"""

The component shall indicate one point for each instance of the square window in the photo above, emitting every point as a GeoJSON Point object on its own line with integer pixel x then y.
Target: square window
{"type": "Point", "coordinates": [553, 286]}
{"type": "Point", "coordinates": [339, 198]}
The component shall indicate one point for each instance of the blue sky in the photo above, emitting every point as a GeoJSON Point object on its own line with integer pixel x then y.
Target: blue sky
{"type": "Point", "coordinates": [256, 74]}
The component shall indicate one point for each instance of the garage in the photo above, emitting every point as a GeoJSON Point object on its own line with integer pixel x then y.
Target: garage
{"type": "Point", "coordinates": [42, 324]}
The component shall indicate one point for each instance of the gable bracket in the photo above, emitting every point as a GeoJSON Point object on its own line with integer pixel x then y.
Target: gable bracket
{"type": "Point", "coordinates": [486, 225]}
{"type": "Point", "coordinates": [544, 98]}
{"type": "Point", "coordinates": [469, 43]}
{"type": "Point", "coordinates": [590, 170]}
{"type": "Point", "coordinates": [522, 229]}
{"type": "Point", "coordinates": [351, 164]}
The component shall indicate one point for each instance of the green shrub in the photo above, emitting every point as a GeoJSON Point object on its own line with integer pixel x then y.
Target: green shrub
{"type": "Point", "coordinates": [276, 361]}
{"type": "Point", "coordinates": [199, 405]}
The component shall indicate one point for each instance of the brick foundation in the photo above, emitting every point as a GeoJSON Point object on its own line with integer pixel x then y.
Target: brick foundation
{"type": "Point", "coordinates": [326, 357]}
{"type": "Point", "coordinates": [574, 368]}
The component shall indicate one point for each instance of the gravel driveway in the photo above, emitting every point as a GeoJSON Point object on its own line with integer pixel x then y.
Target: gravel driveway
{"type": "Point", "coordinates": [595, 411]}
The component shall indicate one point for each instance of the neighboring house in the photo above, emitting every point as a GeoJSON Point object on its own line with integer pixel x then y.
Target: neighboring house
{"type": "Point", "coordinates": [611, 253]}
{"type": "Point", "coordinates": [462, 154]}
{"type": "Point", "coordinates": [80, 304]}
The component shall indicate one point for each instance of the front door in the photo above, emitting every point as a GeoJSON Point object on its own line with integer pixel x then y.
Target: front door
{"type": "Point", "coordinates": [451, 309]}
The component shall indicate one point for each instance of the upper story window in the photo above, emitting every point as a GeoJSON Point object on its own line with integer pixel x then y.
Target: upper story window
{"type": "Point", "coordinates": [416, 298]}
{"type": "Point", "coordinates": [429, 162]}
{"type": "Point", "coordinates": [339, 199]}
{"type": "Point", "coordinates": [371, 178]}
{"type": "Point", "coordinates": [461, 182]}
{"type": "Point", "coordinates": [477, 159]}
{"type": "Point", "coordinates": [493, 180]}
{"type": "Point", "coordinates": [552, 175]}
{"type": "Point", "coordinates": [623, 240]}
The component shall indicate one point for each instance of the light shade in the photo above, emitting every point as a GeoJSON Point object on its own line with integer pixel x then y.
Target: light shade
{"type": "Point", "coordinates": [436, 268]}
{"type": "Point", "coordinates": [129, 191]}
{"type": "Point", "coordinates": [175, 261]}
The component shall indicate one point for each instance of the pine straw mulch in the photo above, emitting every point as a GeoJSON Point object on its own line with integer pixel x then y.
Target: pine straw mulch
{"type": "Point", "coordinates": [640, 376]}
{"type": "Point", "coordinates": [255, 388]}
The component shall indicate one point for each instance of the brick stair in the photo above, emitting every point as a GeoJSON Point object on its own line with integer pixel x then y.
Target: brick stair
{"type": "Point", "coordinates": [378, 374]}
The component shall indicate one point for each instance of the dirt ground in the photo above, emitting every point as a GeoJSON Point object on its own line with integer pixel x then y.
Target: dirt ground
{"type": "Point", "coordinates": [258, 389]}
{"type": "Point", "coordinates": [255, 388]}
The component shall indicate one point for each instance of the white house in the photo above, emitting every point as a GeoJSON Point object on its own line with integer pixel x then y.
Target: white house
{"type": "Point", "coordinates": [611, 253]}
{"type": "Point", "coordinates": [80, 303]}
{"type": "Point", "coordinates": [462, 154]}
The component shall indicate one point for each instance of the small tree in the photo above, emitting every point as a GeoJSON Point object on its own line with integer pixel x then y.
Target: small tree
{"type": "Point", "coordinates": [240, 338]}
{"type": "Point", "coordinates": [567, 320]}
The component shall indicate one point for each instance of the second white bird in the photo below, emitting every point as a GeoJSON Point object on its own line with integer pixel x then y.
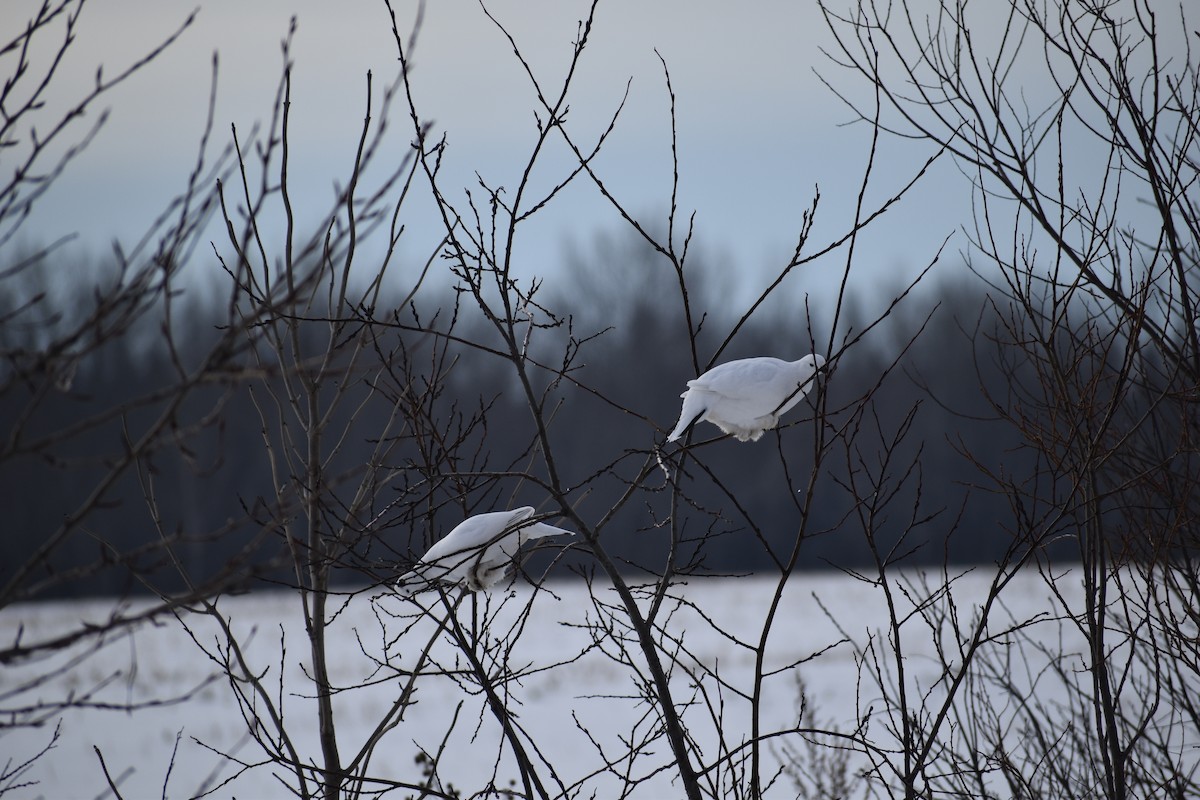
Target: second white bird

"""

Copy every line of the records above exactly, character for character, omitting the pictures.

• **Result below**:
The component shall indicate one point for each instance of the square window in the photo above, emitting every point as a GeoJSON Point object on its own line with integer pixel x then y.
Target: square window
{"type": "Point", "coordinates": [553, 286]}
{"type": "Point", "coordinates": [339, 198]}
The component shall indicate one point for each instance of the blue sky in the photo above, emitting every point as a GeoJSON Point object on its own line with integer pixel x then y.
Target: blue sky
{"type": "Point", "coordinates": [256, 74]}
The component shall indicate one point for each instance of the garage in the photo above, emitting every point as a GeoJSON Point object on its own line with integer pixel x then y.
Target: garage
{"type": "Point", "coordinates": [42, 324]}
The component shall indicate one point for each instance of the gable bracket in the photo above, emitting every point as a GeoJSON Point object on its own line with integer pixel x then y.
Target: gable bracket
{"type": "Point", "coordinates": [486, 225]}
{"type": "Point", "coordinates": [544, 98]}
{"type": "Point", "coordinates": [469, 43]}
{"type": "Point", "coordinates": [590, 170]}
{"type": "Point", "coordinates": [522, 229]}
{"type": "Point", "coordinates": [351, 164]}
The component shall indicate one point for each instance of the green shrub in the photo above, emitting every point as a GeoJSON Point object on its own line with integer pixel x then y.
Target: green shrub
{"type": "Point", "coordinates": [276, 361]}
{"type": "Point", "coordinates": [199, 405]}
The component shall indicate one point for each instance of the brick foundation in the photo above, emitting every point as a GeoJSON Point object on its own line with integer pixel x then y.
Target: brick foundation
{"type": "Point", "coordinates": [326, 357]}
{"type": "Point", "coordinates": [574, 368]}
The component shall indicate one point for each instance of the gravel driveway in the photo above, emitting every point as a GeoJSON Point object on its own line with integer pixel x then y.
Target: gravel driveway
{"type": "Point", "coordinates": [595, 411]}
The component shall indicate one point for each instance of the neighboring house in the photo above, emitting every point as a GeoJSON Point object on its own line with integer pixel x then y.
Target: neighboring house
{"type": "Point", "coordinates": [611, 253]}
{"type": "Point", "coordinates": [462, 154]}
{"type": "Point", "coordinates": [80, 304]}
The component shall indicate one point for each instance of the front door in the photo above, emitting every point as a GeoJSON Point object on its own line with integer pixel x then y.
Target: front door
{"type": "Point", "coordinates": [451, 309]}
The component shall indicate one point for each instance of the upper story window in the photo above, emitting every point as a GeoJSON Point object on its own line with integer pixel x then y.
Target: upper story window
{"type": "Point", "coordinates": [416, 298]}
{"type": "Point", "coordinates": [429, 162]}
{"type": "Point", "coordinates": [339, 199]}
{"type": "Point", "coordinates": [371, 178]}
{"type": "Point", "coordinates": [461, 182]}
{"type": "Point", "coordinates": [477, 159]}
{"type": "Point", "coordinates": [493, 180]}
{"type": "Point", "coordinates": [552, 175]}
{"type": "Point", "coordinates": [623, 240]}
The component shall indicate one point for each instance of the light shade in the photo above, emitting every point as a GeoJSON Point object on its own line with integer pixel x then y.
Target: light shade
{"type": "Point", "coordinates": [436, 268]}
{"type": "Point", "coordinates": [129, 191]}
{"type": "Point", "coordinates": [175, 261]}
The component shall indicate one point for each instance of the pine straw mulch in the photo above, emitting every point as a GeoJSON Point object on its own line with integer pixel x then y.
Target: pine straw mulch
{"type": "Point", "coordinates": [640, 376]}
{"type": "Point", "coordinates": [255, 388]}
The component shall indicate one point for each instance of the brick stair in the photo above, emitting every point as a GeoJSON Point object on its own line with integer pixel x then y.
Target: brick stair
{"type": "Point", "coordinates": [378, 374]}
The component shall indicate one point for each instance of the dirt ground in the photo above, emitting every point as a GeoJSON Point object on its own line with integer pixel x then y.
Target: dirt ground
{"type": "Point", "coordinates": [258, 389]}
{"type": "Point", "coordinates": [255, 388]}
The component shall indicate one point for each instance of the white house in the photo above, emitting every point as a GeoJSON Point object on its own line with integer pixel x then y.
Target: white house
{"type": "Point", "coordinates": [611, 253]}
{"type": "Point", "coordinates": [80, 303]}
{"type": "Point", "coordinates": [462, 154]}
The component shall indicate one point for each instance of the small tree in the photo above, emitting every point as a GeoJSON Point object on its own line with integer pixel x then y.
Target: small tree
{"type": "Point", "coordinates": [240, 338]}
{"type": "Point", "coordinates": [567, 320]}
The component shall indicate one point for each instance of the second white bird in the photo below, emitting every point as a GeoJSON Point object on its own line with integer pixel x then y.
Target: second white bird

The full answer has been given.